Task goal ->
Beneath this sentence is a set of records; write each of them out exactly.

(Data excerpts)
-- Opening Marker --

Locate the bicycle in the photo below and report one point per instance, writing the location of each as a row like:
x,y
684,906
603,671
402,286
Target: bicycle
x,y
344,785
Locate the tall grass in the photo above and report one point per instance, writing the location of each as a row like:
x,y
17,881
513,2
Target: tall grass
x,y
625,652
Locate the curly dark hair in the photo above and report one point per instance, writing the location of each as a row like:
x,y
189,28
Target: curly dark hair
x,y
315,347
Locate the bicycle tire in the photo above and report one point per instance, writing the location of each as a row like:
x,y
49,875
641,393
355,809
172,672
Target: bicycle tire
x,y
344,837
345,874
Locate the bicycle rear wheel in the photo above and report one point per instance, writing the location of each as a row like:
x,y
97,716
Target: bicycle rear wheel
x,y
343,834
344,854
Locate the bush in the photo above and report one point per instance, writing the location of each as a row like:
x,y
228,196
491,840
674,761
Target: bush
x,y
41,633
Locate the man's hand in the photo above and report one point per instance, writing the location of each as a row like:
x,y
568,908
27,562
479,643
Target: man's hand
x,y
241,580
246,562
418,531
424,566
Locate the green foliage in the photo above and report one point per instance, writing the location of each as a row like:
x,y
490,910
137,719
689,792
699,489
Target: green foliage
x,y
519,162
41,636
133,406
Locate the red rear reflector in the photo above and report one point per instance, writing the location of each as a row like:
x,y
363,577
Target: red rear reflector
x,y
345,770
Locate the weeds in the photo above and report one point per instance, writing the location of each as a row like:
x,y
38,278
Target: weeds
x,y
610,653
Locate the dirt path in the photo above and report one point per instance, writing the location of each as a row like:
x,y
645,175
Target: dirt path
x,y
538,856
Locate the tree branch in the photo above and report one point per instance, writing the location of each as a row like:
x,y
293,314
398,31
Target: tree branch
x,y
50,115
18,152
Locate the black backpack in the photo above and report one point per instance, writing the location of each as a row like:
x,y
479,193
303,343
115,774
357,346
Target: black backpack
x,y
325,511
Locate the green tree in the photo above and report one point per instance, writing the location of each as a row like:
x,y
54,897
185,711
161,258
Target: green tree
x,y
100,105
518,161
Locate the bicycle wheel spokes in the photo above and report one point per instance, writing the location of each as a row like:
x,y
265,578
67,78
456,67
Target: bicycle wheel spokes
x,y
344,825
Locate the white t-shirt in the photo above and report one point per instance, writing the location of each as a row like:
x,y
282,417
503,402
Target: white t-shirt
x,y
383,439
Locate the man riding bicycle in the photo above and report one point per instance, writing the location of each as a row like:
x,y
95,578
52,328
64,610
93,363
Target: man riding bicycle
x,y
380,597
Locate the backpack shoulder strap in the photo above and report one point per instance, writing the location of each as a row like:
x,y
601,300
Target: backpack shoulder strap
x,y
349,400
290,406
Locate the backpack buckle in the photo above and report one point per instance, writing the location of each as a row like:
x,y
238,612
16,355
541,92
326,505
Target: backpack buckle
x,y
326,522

-- Closing Marker --

Answer section ->
Locate the bicycle in the photo below and report one point per instance, writing the location of each as a row like:
x,y
684,906
603,671
402,286
Target: bicycle
x,y
344,785
Locate the tall grass in the photo above and report one point per instance, writing the location of each as a row like:
x,y
17,881
513,2
Target: tall grass
x,y
625,652
Locate the curly dark hair in the photo above and report one point per instance, writing the location of each as a row like:
x,y
189,28
Target: curly dark hair
x,y
315,347
Locate the bicycle tire in the photo above and report one point per instance, writing the location of each as a row like:
x,y
49,875
641,393
355,809
172,672
Target: bicycle tire
x,y
344,837
345,874
Locate the bicycle rear wheel in the photo above and report one point per instance, writing the location of each as a row like:
x,y
97,716
Target: bicycle rear wheel
x,y
343,834
344,854
Locate the bush in the photo above and report one point per instance, writing the location of each as a row like:
x,y
228,196
491,840
674,761
Target: bush
x,y
41,633
Locate the man's hand in the photo above and report one point per instance, writing the location of each as a row like:
x,y
568,908
27,562
479,643
Target: man's hand
x,y
241,580
246,562
418,531
424,566
Locate the green foliage in the photo above and report one point per instance, writing the location of each as a row like:
x,y
490,910
137,719
689,792
699,489
Target: green foliage
x,y
519,162
41,636
133,406
Locate the red rear reflector in the photo above and report one point per instance, writing the location of each as a row like:
x,y
363,577
Target: red rear reflector
x,y
345,770
Locate the weeds in the photo above and report one point per instance, writing the location of each as a row like:
x,y
38,278
Target: weeds
x,y
610,653
Locate the dirt path in the photo above and report one point per instance, writing the location of each as a row like:
x,y
645,175
Target: dirt path
x,y
538,856
Locate the tree branch in the photo above and report one point per instance, writing the location of each as a row like:
x,y
293,314
398,31
Target: tree branch
x,y
50,115
18,152
Locate the black backpack in the photo above and report one point per instance, writing the location of each as a row like:
x,y
479,193
303,343
115,774
357,346
Target: black backpack
x,y
325,511
Locate the green tree in the photo above and report one point per instance, writing the location of each as a row like:
x,y
54,897
185,711
161,258
Target: green tree
x,y
100,105
518,161
Locate the bicycle wheel spokes in the photo above and report one point per instance, writing the location of each as a row like:
x,y
265,578
67,78
456,67
Target: bicycle wheel spokes
x,y
344,825
Locate the white t-shirt in the photo above and report one point per instance, writing the location of each as a row like:
x,y
282,417
503,402
Target: white t-shirt
x,y
383,439
Locate the man riding bicycle in the photo above and report one point per instance, writing the location of each as a row like:
x,y
95,578
52,328
64,610
93,363
Target: man riding bicycle
x,y
380,597
Locate the backpack shoulder strap in the photo above and report one point per instance, writing the location of each as a row like:
x,y
601,300
Target: backpack shoulder strap
x,y
349,400
290,406
Locate the backpack buckle in the photo above and report one point per instance, writing the location of each as a row like:
x,y
238,612
16,355
541,92
326,505
Target: backpack buckle
x,y
326,522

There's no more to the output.